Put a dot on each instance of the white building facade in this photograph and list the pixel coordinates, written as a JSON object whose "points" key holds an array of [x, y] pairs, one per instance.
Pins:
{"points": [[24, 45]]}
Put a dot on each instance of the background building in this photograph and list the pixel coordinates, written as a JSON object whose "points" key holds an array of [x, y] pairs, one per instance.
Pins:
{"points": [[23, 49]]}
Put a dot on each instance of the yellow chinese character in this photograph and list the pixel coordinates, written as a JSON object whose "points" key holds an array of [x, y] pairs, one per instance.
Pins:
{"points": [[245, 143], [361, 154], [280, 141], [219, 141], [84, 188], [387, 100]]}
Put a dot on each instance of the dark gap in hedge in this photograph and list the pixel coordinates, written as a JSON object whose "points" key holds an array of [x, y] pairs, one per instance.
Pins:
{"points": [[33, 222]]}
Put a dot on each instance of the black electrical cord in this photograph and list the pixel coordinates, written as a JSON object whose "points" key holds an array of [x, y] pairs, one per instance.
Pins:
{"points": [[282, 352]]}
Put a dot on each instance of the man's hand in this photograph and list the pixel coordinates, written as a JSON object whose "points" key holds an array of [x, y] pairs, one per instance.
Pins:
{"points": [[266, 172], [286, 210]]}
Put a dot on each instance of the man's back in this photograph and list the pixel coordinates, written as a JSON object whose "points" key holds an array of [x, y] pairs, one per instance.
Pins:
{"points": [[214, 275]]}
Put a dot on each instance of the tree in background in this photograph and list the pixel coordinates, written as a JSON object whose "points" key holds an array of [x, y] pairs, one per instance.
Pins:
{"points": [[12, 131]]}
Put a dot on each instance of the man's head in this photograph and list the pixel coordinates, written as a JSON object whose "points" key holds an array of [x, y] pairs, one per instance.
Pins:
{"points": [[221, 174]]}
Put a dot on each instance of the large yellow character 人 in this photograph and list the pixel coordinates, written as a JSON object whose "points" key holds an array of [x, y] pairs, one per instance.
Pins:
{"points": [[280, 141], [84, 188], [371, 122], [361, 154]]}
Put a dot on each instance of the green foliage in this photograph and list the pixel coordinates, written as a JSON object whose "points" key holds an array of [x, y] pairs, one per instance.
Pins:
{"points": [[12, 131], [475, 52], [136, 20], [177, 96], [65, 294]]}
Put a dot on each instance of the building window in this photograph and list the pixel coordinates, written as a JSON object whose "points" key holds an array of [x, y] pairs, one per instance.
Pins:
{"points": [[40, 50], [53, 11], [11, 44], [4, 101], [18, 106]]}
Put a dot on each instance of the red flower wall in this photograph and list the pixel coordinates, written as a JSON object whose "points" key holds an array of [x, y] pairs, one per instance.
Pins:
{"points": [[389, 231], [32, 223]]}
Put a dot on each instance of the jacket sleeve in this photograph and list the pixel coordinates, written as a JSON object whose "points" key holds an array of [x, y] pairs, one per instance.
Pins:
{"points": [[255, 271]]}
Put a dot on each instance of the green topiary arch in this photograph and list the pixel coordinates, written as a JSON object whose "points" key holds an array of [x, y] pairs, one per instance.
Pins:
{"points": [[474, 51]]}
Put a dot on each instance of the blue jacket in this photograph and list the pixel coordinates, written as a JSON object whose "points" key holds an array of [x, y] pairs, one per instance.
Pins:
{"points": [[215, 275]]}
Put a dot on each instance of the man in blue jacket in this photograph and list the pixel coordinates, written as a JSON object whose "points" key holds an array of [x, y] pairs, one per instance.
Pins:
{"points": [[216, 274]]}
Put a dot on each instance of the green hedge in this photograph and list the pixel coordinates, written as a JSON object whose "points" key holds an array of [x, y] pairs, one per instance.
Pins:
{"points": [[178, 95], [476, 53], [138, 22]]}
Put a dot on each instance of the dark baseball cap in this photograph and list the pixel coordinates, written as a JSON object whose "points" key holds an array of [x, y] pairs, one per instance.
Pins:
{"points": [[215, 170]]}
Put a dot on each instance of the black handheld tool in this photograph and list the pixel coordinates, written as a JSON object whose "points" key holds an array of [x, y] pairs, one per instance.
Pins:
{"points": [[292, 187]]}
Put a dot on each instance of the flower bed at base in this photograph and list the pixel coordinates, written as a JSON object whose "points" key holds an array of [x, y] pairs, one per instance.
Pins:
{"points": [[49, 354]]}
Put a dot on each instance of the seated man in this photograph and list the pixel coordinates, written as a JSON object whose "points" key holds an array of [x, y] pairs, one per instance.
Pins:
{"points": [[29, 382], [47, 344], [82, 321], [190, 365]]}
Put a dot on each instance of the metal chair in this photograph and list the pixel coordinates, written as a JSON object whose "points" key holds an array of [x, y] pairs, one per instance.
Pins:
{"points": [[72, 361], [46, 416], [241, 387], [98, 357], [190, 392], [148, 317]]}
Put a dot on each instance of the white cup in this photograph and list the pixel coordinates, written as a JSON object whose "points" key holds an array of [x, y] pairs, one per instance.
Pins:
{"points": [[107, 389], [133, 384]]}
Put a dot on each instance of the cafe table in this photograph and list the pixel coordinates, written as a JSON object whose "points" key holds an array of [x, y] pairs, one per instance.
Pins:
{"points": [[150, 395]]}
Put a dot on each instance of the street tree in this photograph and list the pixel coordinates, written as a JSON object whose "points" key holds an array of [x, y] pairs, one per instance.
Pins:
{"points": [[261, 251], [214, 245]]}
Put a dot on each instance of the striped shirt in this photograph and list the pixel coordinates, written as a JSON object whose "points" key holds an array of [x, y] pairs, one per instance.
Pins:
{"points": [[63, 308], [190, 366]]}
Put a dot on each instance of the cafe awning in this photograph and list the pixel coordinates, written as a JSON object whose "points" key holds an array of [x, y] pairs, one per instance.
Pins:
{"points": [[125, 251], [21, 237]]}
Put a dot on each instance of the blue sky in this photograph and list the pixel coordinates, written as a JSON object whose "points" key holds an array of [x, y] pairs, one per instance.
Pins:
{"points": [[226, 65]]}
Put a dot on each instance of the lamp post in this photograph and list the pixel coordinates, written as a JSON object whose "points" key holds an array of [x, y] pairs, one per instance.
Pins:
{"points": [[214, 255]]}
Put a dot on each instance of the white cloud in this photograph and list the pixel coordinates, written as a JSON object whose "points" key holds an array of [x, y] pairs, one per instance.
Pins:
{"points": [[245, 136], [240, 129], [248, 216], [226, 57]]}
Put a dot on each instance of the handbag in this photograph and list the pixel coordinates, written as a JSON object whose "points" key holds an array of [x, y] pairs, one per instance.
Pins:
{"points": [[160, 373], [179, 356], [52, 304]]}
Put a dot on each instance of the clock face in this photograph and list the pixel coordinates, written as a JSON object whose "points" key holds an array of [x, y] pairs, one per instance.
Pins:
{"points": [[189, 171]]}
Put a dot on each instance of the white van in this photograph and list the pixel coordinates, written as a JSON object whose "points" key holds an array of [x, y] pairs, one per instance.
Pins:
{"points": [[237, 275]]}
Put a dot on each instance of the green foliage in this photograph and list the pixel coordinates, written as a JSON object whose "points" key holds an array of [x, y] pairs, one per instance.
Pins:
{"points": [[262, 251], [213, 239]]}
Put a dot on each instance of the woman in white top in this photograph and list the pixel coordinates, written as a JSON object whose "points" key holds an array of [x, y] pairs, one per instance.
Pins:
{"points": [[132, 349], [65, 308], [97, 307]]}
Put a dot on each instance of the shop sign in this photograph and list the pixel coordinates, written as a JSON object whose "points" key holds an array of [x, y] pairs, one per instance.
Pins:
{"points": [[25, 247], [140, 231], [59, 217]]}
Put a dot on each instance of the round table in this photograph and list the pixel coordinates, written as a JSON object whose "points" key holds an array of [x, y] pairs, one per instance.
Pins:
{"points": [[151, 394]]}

====

To do: The records above must be transcribed without a single omission.

Exercise response:
Put a dot on each instance of the white building facade in this photograph and list the pixel coordinates, written as a JSON object whose "points" key holds an array of [x, y] pairs, one per instance.
Pins:
{"points": [[24, 45]]}
Put a dot on each instance of the background building in this photograph and list the pixel coordinates, written as a JSON object whose "points" key holds an array of [x, y] pairs, one per instance.
Pins:
{"points": [[23, 49]]}
Put a dot on each instance of the yellow chinese character in this photograph and list the pixel coordinates, written as a JSON object whose "points" key holds an array of [x, y] pairs, one per instance.
Pins:
{"points": [[245, 143], [361, 154], [280, 141], [219, 141], [84, 188], [387, 100]]}
Put a dot on each instance of the dark gap in hedge in this photograph and list the pixel coordinates, written as a JSON object whose "points" key holds an array of [x, y] pairs, one per instance.
Pins:
{"points": [[33, 222]]}
Put a dot on each instance of the black electrical cord in this photograph and list the pixel coordinates, written as a JSON object whose "points" key holds an array of [x, y] pairs, one per instance.
Pins:
{"points": [[282, 352]]}
Put a dot on each instance of the man's hand in this photograph and list the pixel coordinates, written as a JSON object whose "points" key holds an array of [x, y] pairs, one per instance.
Pins:
{"points": [[266, 172], [286, 210]]}
Put a dot on each instance of the man's back in this photograph and list the pixel coordinates, written as a JSON object whose "points" key holds an array of [x, y] pairs, one per instance.
Pins:
{"points": [[214, 275]]}
Put a dot on each instance of the tree in background in this photograph and list the pixel coordinates, written as a JSON object whose "points" key holds an array of [x, y] pairs, one per instance.
Pins:
{"points": [[12, 131]]}
Put a dot on each instance of the man's head in this photograph and list the pixel coordinates, written as a JSON object whose "points" key holds an array of [x, y] pairs, one per instance.
Pins:
{"points": [[221, 174]]}
Put a dot on each instance of the large yellow character 人 in this photograph and list the pixel coordinates, written as a JSON object whose "points" key holds an array of [x, y] pairs, one per instance.
Pins:
{"points": [[280, 141], [84, 188], [371, 122], [361, 154]]}
Put a dot on each instance of the green foliage in this photograph and list the pixel coordinates, written as a JSON object whose "points" key holds an array of [x, y] pairs, one per instance.
Pins:
{"points": [[12, 131], [475, 52], [136, 20], [177, 96], [65, 294]]}
Put a dot on each instance of the building window in this photograph and list the pixel coordinates, written as a JSON object whose "points" key holds an array of [x, y] pairs, one per instance.
Pins:
{"points": [[40, 50], [53, 11], [11, 44], [4, 101], [18, 106]]}
Put a dot on each instance of the red flower wall in this photograph and list the pixel coordinates, written as a JSON object whose "points" key holds an array of [x, y] pairs, one per instance.
Pins:
{"points": [[389, 231], [32, 223]]}
Put a dot on each instance of the jacket sleeve in this photograph and list the pixel coordinates, written as a JSON object whose "points" key holds an array of [x, y] pairs, one per instance.
Pins:
{"points": [[255, 271]]}
Put a dot on each instance of the green topiary arch in this photograph and list the pixel coordinates, written as a JSON object whose "points" key holds an array of [x, y] pairs, one per instance.
Pins:
{"points": [[474, 51]]}
Put a dot on each instance of the blue jacket in this photograph and list the pixel coordinates, written as a JSON object whose "points" key holds an array of [x, y] pairs, one per instance.
Pins:
{"points": [[215, 275]]}
Put a dot on each instance of the man in blue jacket in this photograph and list the pixel coordinates, written as a JSON object whose "points" key holds an array of [x, y] pairs, one per instance.
Pins:
{"points": [[216, 274]]}
Put a dot on each instance of the green hedge in this photograph and list the pixel coordinates, written as a JSON object whose "points" key holds an array of [x, y] pairs, one per instance.
Pins:
{"points": [[178, 95], [476, 53], [138, 22]]}
Put a dot on each instance of the dark baseball cap in this photograph and list the pixel coordinates, written as a JSON object whose "points" key holds an array of [x, y] pairs, one per instance.
Pins:
{"points": [[215, 170]]}
Put a dot on each instance of the black handheld tool in this photograph and list the pixel coordinates, written as a JSON object whose "points" key holds an array of [x, y] pairs, one per instance.
Pins:
{"points": [[292, 187]]}
Put a dot on each instance of the flower bed at base in this photograph and list the pixel coordinates, written as a JSON object whose "points" key holds an array of [x, y] pairs, one per instance.
Pins:
{"points": [[49, 354]]}
Put a dot on each instance of the seated man in this photograph and list the pixel coordinates, written as a JSON object whose "points" key holds an array of [x, y] pairs, one per instance.
Pins:
{"points": [[29, 382], [47, 344], [82, 321], [190, 365]]}
Put a dot on each instance of the metal chair in this photograph and list the pixel coordinates, written as a JSON object whose "points" key holds an array of [x, y] pairs, one per instance.
Pins:
{"points": [[72, 361], [46, 416], [241, 387], [98, 357], [190, 392], [148, 317]]}
Put a dot on each instance of the white cup in this photograph and list the pixel coordinates, written as a JSON object whose "points" key holds an array of [x, y] pairs, one per instance.
Pins:
{"points": [[107, 389], [133, 384]]}
Put a dot on each instance of the cafe table in this photograph and list the pixel coordinates, written as a JSON object whose "points" key holds an array of [x, y] pairs, one per instance.
Pins:
{"points": [[150, 395]]}
Put a dot on each instance of the street tree in this photograph and list the pixel coordinates, written as a JSON object whose "points" key holds an array of [x, y] pairs, one per instance.
Pins:
{"points": [[261, 251], [214, 245]]}
Put a dot on each instance of the striped shirt in this photograph and list the pixel coordinates, written as a JSON object whose "points" key holds an array of [x, y] pairs, one per instance.
Pins:
{"points": [[63, 308], [190, 366]]}
Put a dot on each instance of the cafe awning in this photograph and list the pixel coordinates, written as a JSON object whose "points" key holds an array of [x, y] pairs, one per instance.
Pins:
{"points": [[125, 251], [21, 237]]}
Put a dot on each instance of the blue sky in this photograph and list the pixel coordinates, written as a JSON object whose "points" key holds an array of [x, y] pairs, one per instance.
Pins:
{"points": [[226, 65]]}
Put a dot on each instance of the lamp post in this photograph and list the pixel coordinates, written as a JSON object whose "points" key holds an array of [x, y] pairs, one per instance.
Pins:
{"points": [[214, 255]]}
Put a dot on each instance of the white cloud in this photograph and list the pixel coordinates, written as a JSON object whose "points" key holds an array of [x, y] pairs, one per instance.
Pins:
{"points": [[245, 136], [240, 129], [248, 216], [226, 57]]}
Put a dot on each instance of the handbag in this photograph and list the pixel coordinates, written as a JSON object whose "points" key holds an array of [x, y] pairs, one per instance.
Pins:
{"points": [[160, 373], [179, 356], [52, 304]]}
Put a dot on each instance of the clock face in this photograph and list the pixel coordinates, written as a JSON object whose "points" key holds an array of [x, y] pairs, one per instance.
Pins:
{"points": [[189, 171]]}
Put a dot on each instance of the white van in this photograph and list the pixel coordinates, written as a JSON object whose "points" key holds an array of [x, y] pairs, one per instance.
Pins:
{"points": [[237, 275]]}
Put a dot on each instance of the green foliage in this photograph and list the pixel coordinates, written as a JSON object whose "points" key holds an array of [x, y] pairs, one per instance.
Pins:
{"points": [[262, 251], [213, 239]]}
Put a dot on each instance of the woman in white top in this photograph and list the pixel coordinates, written as a JSON object whose "points" key holds an array of [x, y] pairs, one per instance.
Pins:
{"points": [[132, 349], [65, 308], [97, 307]]}
Put a dot on each instance of the shop sign in this photograph and list the pixel coordinates, written as a JSON object whose "points" key holds an array of [x, y] pairs, one per instance.
Pins:
{"points": [[25, 247], [140, 231], [59, 217]]}
Put a dot on each instance of the round table in this photograph and list the pixel coordinates, written as a JSON object whose "points" key holds an array of [x, y] pairs, one per instance.
Pins:
{"points": [[151, 394]]}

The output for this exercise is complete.